Data extracted from a collection:
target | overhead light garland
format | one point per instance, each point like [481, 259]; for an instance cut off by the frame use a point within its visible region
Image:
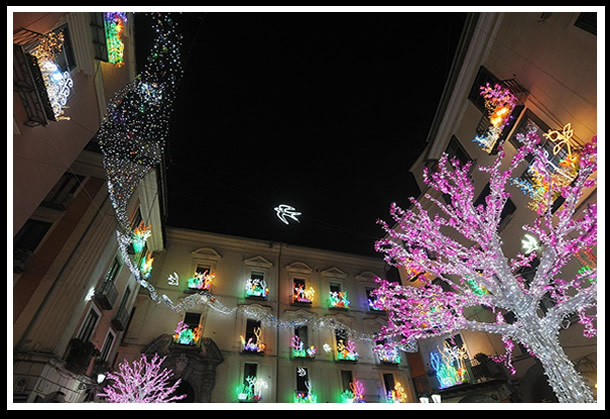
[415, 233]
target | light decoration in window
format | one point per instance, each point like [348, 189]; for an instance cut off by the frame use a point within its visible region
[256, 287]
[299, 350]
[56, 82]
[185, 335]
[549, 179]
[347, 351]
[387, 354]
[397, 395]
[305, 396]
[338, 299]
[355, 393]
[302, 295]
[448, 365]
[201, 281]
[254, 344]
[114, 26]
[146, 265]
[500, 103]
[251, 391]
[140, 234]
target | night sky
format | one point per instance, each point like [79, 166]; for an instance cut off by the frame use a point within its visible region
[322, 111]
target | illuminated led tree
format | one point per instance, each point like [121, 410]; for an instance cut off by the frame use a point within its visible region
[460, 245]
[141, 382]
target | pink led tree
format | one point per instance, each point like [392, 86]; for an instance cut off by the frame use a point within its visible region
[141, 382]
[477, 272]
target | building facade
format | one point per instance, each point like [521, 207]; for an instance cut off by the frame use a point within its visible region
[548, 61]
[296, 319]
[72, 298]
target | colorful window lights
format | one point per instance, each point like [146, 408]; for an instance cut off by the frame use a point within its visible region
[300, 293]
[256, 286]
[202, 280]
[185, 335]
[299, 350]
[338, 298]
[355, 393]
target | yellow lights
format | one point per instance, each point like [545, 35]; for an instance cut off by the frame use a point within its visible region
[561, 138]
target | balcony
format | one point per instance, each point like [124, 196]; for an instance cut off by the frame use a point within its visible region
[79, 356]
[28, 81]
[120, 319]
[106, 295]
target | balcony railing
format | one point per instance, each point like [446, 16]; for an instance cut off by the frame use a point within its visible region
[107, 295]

Exercise objective – Produce exactly the lines from the one containing "format | one point per instance, each point like [124, 196];" through the final line of the records above, both included, and no others.

Task solution –
format | one point per instance, each point like [124, 196]; for an instance cut off by the frame use a point within its visible region
[79, 356]
[28, 81]
[120, 319]
[106, 295]
target | balcony railing
format | one point per instance, each point like [446, 16]; for an instance cut off by the frame use a point within its visible region
[107, 295]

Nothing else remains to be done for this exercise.